━━━━━ DATA RECORDS ━━━━━
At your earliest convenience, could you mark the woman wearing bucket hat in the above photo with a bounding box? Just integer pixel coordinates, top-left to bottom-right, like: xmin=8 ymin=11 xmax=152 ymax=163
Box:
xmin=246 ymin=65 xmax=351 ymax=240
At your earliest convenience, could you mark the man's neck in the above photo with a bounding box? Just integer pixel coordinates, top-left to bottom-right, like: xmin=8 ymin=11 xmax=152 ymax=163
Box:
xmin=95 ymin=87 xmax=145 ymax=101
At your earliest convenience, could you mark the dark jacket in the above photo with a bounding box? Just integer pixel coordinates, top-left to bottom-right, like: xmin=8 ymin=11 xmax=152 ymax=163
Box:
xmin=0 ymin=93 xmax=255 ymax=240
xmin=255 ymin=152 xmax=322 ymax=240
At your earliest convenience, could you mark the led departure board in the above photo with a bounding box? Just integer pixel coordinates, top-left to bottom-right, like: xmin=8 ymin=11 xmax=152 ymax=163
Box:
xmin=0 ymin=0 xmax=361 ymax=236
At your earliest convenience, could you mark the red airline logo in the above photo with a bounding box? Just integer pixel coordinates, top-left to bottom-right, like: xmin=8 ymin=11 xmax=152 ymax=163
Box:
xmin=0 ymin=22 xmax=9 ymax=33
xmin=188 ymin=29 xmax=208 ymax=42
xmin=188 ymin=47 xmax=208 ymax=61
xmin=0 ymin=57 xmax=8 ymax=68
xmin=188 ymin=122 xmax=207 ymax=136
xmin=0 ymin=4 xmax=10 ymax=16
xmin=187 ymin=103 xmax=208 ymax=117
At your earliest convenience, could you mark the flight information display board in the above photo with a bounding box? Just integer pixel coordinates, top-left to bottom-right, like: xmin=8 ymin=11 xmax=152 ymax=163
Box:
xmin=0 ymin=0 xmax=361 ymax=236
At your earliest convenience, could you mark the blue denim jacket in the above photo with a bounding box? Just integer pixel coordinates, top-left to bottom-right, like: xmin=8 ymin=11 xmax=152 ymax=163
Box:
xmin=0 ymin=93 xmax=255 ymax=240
━━━━━
◆ GOAL: Copy the data above word for word, from its first line through the line containing "xmin=246 ymin=65 xmax=351 ymax=240", including both of those lines.

◆ FINAL RESULT:
At your earliest convenience, could you mark the woman wearing bucket hat in the above photo with a bounding box? Just integer pixel coordinates, top-left to bottom-right, like: xmin=8 ymin=11 xmax=152 ymax=163
Box:
xmin=246 ymin=65 xmax=351 ymax=240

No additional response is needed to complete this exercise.